[SUPPLIED MATERIAL]
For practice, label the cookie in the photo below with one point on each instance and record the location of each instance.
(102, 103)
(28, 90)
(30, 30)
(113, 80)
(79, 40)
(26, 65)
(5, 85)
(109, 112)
[/SUPPLIED MATERIAL]
**TASK TO CARRY OUT:** Make an exact copy of every record listed above.

**REPLY:**
For practice, label the cookie in the photo below with one point on each instance and record the location of each instance.
(102, 103)
(28, 90)
(30, 30)
(113, 80)
(79, 40)
(26, 65)
(5, 85)
(109, 112)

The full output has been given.